----- Record set

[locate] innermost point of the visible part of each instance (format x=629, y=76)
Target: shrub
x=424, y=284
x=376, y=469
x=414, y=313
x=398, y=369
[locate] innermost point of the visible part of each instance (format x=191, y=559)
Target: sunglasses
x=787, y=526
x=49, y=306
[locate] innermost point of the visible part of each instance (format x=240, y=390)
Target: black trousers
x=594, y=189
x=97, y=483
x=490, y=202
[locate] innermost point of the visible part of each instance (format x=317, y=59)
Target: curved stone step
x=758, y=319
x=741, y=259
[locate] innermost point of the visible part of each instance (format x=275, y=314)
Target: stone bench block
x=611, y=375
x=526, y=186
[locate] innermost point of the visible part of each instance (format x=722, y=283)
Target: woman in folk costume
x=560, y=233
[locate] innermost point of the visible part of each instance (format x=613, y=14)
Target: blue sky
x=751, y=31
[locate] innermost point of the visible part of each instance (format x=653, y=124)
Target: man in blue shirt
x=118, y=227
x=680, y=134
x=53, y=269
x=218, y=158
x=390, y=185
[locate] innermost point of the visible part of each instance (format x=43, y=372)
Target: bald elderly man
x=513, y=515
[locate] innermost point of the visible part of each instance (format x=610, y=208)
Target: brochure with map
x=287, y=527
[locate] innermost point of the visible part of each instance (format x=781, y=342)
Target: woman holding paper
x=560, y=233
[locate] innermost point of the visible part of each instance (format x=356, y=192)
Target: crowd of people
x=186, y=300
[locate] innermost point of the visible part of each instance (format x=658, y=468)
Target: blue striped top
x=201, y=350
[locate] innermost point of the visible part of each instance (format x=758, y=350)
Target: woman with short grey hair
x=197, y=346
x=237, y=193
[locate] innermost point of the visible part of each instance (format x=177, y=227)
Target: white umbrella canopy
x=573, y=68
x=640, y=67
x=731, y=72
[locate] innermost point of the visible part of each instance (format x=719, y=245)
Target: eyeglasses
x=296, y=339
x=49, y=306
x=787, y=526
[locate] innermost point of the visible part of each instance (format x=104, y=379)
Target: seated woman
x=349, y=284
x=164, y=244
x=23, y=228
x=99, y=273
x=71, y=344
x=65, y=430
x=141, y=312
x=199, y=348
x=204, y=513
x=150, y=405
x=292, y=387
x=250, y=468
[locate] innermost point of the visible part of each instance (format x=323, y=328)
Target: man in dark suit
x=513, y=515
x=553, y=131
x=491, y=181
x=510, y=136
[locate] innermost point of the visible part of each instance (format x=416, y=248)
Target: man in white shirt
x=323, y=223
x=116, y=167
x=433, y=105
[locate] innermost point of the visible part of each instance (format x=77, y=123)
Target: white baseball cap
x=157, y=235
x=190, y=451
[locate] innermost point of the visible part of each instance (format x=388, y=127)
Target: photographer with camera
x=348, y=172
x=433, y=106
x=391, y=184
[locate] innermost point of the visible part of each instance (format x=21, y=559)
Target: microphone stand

----------

Task to complete ->
Retype the material word for word, starting at the line that contains "(format x=416, y=248)" and stopping after the line that contains "x=433, y=105".

Response ->
[locate] innermost point of the visible part of each instance (format x=416, y=248)
Target: man in white shirt
x=323, y=223
x=116, y=167
x=433, y=105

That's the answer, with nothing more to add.